**PROBLEM STATEMENT**
Using the entries below, transcribe exactly the line containing "windshield with a single marker." and each line that follows it to the end.

== PROVIDED INFORMATION ==

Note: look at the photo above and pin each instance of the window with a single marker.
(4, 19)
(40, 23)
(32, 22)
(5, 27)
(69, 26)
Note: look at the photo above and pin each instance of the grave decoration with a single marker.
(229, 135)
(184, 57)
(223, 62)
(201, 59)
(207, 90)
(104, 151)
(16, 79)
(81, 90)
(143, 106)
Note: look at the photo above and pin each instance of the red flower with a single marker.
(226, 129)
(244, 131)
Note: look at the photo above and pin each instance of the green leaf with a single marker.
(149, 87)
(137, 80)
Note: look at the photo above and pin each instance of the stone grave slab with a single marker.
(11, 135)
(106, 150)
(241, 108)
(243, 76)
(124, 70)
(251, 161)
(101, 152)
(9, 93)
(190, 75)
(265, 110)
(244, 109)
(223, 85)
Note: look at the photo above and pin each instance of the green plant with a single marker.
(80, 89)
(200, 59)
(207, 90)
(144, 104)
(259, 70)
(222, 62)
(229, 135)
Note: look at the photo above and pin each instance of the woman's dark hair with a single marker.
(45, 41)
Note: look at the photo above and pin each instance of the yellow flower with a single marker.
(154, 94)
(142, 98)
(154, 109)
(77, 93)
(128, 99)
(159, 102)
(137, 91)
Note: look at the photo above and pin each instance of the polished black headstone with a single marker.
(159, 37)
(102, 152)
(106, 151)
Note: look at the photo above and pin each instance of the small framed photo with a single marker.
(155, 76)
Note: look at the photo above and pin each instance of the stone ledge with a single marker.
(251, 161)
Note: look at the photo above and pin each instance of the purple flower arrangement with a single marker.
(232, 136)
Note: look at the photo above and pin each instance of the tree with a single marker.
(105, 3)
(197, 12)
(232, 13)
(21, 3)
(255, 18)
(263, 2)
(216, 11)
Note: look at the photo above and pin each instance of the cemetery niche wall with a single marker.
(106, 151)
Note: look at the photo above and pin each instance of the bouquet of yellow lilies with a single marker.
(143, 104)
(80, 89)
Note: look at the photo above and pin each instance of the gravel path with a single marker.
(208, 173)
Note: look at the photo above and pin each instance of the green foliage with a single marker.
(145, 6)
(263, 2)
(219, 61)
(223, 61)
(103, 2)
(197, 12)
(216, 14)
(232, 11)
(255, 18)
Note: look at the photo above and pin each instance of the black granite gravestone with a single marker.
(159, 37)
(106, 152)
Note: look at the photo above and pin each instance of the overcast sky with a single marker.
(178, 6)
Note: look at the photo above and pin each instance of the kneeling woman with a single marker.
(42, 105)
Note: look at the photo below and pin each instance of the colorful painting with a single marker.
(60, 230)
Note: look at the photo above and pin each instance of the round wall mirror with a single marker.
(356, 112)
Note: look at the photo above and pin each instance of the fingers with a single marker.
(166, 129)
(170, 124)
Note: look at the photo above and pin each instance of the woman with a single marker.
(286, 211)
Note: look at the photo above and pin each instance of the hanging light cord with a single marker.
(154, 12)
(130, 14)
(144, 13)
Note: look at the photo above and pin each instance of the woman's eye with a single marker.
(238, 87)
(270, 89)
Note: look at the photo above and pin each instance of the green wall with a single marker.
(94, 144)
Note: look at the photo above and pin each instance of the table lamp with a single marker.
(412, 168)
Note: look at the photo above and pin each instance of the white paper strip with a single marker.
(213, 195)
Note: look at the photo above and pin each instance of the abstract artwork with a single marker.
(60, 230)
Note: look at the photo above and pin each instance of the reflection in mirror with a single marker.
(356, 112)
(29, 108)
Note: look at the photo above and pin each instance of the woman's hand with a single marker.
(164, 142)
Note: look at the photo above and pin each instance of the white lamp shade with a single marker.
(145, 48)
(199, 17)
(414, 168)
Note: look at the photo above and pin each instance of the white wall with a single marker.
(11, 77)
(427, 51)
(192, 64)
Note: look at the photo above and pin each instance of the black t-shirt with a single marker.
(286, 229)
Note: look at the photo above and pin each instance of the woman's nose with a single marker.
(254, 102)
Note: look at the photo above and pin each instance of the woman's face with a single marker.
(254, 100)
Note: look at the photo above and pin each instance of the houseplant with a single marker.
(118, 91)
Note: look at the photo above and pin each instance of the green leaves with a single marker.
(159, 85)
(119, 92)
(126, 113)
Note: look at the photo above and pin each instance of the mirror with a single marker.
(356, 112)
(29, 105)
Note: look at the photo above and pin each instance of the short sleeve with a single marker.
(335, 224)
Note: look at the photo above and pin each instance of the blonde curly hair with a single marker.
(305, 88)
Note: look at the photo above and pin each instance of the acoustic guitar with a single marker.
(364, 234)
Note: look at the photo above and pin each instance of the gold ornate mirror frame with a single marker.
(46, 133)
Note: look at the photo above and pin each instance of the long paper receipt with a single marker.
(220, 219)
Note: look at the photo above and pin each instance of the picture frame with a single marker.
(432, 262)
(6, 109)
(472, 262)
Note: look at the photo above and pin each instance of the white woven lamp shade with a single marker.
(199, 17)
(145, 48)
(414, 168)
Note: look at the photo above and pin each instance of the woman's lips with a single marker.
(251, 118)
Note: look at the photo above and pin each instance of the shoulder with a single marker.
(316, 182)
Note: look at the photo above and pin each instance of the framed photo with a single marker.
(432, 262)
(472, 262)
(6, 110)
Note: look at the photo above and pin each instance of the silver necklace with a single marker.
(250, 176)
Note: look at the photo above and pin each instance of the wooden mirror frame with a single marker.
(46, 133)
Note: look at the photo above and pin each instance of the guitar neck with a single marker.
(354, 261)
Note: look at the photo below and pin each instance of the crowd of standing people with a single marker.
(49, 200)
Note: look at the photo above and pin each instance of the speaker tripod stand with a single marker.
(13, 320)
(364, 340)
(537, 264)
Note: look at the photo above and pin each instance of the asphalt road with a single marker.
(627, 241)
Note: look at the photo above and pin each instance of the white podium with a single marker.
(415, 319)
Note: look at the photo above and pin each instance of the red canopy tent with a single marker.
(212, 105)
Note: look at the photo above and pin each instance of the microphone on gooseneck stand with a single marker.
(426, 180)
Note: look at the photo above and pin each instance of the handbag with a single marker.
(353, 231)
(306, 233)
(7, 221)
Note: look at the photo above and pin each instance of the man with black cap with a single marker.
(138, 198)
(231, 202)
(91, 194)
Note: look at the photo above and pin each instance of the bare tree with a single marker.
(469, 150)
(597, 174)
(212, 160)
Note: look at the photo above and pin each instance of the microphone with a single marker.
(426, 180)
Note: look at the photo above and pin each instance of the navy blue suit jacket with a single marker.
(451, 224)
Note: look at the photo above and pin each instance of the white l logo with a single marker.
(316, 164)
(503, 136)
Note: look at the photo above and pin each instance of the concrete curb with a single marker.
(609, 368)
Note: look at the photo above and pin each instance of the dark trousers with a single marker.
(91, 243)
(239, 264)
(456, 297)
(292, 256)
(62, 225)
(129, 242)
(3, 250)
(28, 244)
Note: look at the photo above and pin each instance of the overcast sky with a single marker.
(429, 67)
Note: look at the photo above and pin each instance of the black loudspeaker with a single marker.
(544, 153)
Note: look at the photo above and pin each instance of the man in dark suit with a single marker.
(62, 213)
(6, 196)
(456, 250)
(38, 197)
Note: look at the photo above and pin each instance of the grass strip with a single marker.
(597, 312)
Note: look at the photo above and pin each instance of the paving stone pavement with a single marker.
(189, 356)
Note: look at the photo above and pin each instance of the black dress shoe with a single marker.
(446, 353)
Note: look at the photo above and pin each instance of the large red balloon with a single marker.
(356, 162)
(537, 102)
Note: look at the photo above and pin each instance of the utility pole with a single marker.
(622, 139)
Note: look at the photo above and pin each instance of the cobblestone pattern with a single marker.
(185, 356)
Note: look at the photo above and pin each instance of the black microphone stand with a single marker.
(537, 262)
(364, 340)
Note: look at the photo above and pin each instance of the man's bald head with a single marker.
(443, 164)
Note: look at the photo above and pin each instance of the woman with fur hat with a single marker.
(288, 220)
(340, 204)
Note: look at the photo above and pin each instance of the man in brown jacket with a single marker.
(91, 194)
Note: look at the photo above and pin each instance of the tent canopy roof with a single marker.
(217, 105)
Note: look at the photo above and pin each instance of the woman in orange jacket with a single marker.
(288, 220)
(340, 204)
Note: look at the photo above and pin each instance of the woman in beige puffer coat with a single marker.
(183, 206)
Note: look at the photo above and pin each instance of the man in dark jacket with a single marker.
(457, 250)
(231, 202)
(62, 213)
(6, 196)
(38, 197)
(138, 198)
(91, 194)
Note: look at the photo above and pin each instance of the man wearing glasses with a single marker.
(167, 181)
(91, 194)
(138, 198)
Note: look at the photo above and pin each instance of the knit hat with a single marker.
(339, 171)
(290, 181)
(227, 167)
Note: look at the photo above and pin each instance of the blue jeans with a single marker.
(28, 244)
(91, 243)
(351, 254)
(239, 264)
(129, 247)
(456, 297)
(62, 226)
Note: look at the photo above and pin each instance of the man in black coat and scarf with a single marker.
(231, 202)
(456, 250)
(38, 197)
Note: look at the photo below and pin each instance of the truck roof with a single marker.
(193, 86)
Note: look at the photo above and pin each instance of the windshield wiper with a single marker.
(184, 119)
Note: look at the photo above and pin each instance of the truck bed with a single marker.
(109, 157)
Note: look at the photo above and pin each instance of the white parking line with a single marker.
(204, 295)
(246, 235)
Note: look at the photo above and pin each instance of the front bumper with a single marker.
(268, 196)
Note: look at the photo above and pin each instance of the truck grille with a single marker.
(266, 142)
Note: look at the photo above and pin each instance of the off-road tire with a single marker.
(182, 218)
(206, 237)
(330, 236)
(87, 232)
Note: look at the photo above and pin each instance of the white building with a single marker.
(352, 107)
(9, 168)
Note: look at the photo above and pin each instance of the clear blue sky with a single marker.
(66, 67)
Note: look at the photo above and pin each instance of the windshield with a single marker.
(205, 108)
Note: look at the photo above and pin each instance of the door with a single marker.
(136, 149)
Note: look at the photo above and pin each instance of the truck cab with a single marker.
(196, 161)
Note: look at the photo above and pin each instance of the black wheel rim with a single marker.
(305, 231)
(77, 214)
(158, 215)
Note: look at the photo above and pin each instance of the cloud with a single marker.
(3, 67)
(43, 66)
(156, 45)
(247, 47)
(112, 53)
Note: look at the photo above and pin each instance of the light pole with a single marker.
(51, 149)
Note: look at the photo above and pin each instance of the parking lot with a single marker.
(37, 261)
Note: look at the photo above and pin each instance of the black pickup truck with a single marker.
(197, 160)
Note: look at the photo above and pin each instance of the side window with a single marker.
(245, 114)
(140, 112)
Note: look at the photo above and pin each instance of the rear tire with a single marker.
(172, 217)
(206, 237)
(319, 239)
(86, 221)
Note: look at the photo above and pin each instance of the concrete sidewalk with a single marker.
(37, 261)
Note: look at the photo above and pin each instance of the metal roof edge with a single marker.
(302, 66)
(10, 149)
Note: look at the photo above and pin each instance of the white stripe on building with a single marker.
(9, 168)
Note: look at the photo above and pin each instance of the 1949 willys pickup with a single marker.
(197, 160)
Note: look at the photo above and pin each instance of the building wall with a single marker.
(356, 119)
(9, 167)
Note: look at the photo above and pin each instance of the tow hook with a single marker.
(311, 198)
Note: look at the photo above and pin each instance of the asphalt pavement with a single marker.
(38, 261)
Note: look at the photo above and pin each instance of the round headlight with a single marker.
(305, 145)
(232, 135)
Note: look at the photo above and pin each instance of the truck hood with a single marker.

===

**THE OUTPUT**
Note: look at the photo above and pin each instance of the windshield with a single marker.
(205, 108)
Note: look at the photo above and pin each instance of the door with a single marker.
(136, 149)
Note: look at the photo above and pin each instance of the truck cab with a single marker.
(196, 161)
Note: look at the photo above and pin each instance of the black wheel rim with a single marker.
(305, 231)
(77, 214)
(158, 215)
Note: look at the photo above and pin each instance of the cloud with a single marker.
(3, 67)
(43, 66)
(156, 45)
(247, 47)
(112, 53)
Note: look at the photo above and pin each instance of the light pole with a single marker.
(51, 149)
Note: look at the photo above and pin each instance of the parking lot with a single marker.
(37, 261)
Note: look at the photo above and pin each instance of the black pickup truck with a single marker.
(197, 160)
Note: look at the photo above and pin each instance of the side window with a single marker.
(245, 114)
(140, 112)
Note: look at the photo above and pin each instance of the rear tire with a single marker.
(172, 217)
(206, 237)
(319, 239)
(86, 221)
Note: look at the photo above and pin each instance of the concrete sidewalk with a single marker.
(37, 261)
Note: look at the photo above and pin each instance of the metal roof edge with a single marker.
(302, 66)
(10, 149)
Note: look at the photo above and pin each instance of the white stripe on building with a single marker.
(9, 168)
Note: look at the photo above and pin each instance of the 1949 willys pickup with a single marker.
(197, 160)
Note: look at the photo above and pin each instance of the building wall with a single marker.
(356, 119)
(9, 167)
Note: look at the photo above and pin each instance of the tow hook with a single marker.
(311, 198)
Note: look at the photo above and pin each instance of the asphalt pavement with a single marker.
(38, 261)
Note: look at the photo above and pin each instance of the round headlight with a single marker.
(305, 145)
(232, 135)
Note: look at the photo above and pin each instance of the truck hood with a single marker.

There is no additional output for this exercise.